[Opening Document passage section]

The Medical Professional Entity
The shares of the medical professional entity (“Professional Entity”) are owned by an M.D. (and, where permitted, also by the chiropractor). The chiropractor is named as Secretary of the Professional Entity for purposes of administrative convenience only. Under no circumstances may the chiropractor exercise control over any medical issues, which are left strictly in the purview of the M.D., who will also be the medical director of the Professional Entity.
The Professional Entity may employ various licensed health care professionals, such as physicians, physical therapists, chiropractors, etc., to render services to the Professional Entity’s patients. Each such health care professional enters into a written employment agreement for a term of no less than one year with the Professional Entity. Payment to each such health care professional is at a fair market value rate. Fair market value is determined by the going rate for such health care professionals in your community.
The Funding Company
The Funding Company is funded by you, personally. The Funding Company then provides a loan to the Professional Entity for any and all working capital requirements that the Professional Entity may have, e.g., the purchase of equipment, salaries, lease payments, management fees, taxes, your practice, etc. The Funding Company is repaid by the Professional Entity (interest only). The interest is paid to the Funding Company monthly. The principal amount is due on demand. In order to secure its loan, the Funding Company receives a Note and a lien on all accounts receivables and other assets from the Professional Entity, in addition to other security.

[Closing Document passage section]
[Opening Recorded information section]

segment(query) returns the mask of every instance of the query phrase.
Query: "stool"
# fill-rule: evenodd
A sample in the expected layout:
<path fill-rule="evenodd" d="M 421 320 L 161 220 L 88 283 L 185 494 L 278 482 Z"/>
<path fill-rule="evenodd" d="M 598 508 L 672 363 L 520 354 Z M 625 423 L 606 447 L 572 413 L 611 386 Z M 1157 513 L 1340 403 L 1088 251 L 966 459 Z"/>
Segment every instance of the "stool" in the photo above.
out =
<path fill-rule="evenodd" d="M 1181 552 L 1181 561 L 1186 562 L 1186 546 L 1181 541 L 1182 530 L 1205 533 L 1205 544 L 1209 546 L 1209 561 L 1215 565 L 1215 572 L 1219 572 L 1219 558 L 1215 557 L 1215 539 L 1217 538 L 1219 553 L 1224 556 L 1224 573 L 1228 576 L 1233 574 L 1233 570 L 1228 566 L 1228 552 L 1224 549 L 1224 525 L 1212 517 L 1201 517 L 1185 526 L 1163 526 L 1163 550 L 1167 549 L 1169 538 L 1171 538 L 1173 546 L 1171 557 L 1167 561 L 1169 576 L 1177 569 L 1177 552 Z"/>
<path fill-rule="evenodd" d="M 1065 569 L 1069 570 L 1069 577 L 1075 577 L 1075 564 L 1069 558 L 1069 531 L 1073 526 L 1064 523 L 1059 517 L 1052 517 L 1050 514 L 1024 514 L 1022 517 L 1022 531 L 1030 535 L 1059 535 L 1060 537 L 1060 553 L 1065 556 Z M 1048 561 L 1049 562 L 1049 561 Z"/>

[Closing Recorded information section]

Work instruction:
In the passage about the professional entity and the funding company, how often is interest paid to the Funding Company?

Result of the exercise:
Monthly.